- [DIRECTION 1]: Can you render the entries below as a numbered list, leaving out blank lines, covering only the lines from the one containing "of the mountain" through the end of the entries, inclusive?

- [TEXT BLOCK]:
_ _ _ _

The poller needs a helper prepare_submission_dir_for_job that:

  • Downloads the code zip
  • Writes a meta.json that the existing dispatcher expects
  • Calls existing dispatcher.prepare_submission_dir(...) with the right args

Look at existing Sandbox/dispatcher/dispatcher.py::prepare_submission_dir (already there) and Sandbox/dispatcher/testdata.py for get_problem_root / get_problem_meta to understand testdata fetching. The new helper wires these together with the downloaded code.

# Sandbox/agent/poller.py
"""Poller daemon thread: pulls jobs from backend, hands to dispatcher."""
import logging
import tempfile
import threading

from dispatcher.constant import Language
from dispatcher.testdata import (
    ensure_testdata,
    get_problem_meta,
    get_problem_root,
)
from .client import BackendClient

log = logging.getLogger(__name__)


def prepare_submission_dir_for_job(dispatcher, job: dict, client: BackendClient):
    """Download code + ensure testdata + extract into dispatcher's submission dir.

_ _ _ _

- [DIRECTION 2]:
In the poller excerpt above:
(a) Which file should be consulted for get_problem_root and get_problem_meta?
(b) What file does the new helper write for the existing dispatcher?
(c) Which class is imported from .client?

_ _ _ _

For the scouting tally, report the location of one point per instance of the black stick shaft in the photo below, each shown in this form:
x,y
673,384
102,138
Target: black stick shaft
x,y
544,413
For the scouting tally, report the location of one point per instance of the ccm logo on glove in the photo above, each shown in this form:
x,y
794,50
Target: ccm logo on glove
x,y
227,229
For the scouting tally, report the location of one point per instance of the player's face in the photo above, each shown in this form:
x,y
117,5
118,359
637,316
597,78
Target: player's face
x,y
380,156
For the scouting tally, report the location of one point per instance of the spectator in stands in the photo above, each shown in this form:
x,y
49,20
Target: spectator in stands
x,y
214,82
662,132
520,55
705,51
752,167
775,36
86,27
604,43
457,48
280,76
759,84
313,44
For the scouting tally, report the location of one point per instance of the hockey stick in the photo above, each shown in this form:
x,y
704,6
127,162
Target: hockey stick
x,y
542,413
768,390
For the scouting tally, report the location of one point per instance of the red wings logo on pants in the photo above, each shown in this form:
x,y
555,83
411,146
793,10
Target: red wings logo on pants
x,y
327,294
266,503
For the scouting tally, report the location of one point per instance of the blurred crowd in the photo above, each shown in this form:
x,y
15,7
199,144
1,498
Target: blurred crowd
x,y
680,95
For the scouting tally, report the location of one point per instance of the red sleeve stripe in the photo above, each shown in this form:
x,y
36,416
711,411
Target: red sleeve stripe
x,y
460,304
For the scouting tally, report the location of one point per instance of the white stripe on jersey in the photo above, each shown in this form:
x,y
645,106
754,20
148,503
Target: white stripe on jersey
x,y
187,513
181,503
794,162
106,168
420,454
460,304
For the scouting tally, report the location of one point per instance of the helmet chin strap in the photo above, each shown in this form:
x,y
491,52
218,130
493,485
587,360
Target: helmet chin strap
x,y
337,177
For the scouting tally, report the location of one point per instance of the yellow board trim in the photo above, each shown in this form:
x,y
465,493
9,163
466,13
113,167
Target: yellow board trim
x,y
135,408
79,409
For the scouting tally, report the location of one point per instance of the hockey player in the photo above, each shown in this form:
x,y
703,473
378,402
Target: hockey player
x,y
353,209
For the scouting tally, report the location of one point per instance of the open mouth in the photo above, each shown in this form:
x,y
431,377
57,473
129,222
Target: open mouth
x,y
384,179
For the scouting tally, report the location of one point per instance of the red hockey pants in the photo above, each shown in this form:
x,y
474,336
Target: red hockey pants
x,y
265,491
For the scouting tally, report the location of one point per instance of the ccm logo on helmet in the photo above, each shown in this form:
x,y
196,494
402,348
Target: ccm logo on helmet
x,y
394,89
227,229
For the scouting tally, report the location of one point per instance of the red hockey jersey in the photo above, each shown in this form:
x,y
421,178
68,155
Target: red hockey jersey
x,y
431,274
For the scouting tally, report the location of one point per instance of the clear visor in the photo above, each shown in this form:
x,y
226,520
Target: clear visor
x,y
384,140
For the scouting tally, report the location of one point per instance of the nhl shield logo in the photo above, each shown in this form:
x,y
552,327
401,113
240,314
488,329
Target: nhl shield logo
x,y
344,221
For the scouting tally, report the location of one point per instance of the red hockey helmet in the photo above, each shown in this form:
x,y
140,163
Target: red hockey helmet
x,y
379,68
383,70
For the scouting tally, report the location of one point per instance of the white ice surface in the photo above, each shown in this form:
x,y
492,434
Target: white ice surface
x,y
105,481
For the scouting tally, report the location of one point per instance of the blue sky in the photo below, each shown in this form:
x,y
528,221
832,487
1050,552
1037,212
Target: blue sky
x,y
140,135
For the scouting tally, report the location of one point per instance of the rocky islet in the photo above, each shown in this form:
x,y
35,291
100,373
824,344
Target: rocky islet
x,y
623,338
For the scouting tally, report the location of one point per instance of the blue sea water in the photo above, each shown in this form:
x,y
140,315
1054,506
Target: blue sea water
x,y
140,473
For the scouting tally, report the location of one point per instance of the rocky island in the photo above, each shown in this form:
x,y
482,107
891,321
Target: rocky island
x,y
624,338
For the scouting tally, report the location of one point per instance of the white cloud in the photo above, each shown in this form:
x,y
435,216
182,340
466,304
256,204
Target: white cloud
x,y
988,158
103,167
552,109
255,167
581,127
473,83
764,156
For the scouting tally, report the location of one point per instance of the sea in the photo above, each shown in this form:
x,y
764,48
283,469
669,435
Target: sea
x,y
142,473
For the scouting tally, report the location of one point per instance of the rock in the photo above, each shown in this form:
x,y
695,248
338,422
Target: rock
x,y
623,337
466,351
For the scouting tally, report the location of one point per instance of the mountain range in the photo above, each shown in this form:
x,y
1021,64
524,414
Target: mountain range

_ _ _ _

- [EXERCISE SOLUTION 1]:
1. For the scouting tally, report the location of one point per instance of the mountain range in the photo above, each shown in this form:
2. x,y
3. 1021,64
4. 524,414
5. Target: mountain range

- [EXERCISE SOLUTION 2]:
(a) Sandbox/dispatcher/testdata.py
(b) meta.json
(c) BackendClient